# Material provided start
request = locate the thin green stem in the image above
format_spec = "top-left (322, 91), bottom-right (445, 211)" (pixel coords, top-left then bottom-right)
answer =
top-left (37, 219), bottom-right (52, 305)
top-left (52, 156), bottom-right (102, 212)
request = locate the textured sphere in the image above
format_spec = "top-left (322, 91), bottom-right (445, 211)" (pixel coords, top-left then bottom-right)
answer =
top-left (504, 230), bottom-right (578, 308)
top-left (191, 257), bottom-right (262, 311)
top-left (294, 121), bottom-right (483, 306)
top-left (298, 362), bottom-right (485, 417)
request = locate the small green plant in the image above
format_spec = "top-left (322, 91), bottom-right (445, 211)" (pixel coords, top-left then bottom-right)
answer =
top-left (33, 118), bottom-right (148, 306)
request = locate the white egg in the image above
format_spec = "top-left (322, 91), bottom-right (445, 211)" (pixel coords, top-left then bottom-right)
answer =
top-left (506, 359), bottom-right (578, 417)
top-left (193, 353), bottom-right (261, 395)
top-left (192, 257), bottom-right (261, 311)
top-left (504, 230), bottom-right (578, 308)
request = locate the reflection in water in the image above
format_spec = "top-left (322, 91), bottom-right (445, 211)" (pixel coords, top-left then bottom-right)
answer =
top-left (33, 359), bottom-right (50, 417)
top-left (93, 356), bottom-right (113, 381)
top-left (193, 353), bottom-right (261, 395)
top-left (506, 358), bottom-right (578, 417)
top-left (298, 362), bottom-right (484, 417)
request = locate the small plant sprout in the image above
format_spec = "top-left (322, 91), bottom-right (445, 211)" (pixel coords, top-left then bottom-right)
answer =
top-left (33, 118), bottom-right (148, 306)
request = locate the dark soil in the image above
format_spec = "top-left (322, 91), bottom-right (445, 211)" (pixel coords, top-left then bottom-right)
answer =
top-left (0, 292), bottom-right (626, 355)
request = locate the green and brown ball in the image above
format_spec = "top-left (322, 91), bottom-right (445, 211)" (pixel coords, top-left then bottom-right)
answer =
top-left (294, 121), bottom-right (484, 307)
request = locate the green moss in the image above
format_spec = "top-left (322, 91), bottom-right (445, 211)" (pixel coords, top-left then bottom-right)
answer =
# Material provided end
Instructions for the task
Identify every line in the entries above that contains the word "plant", and copy each one in full.

Written response
request = locate the small green plant in the image above
request = locate the small plant sprout in the image above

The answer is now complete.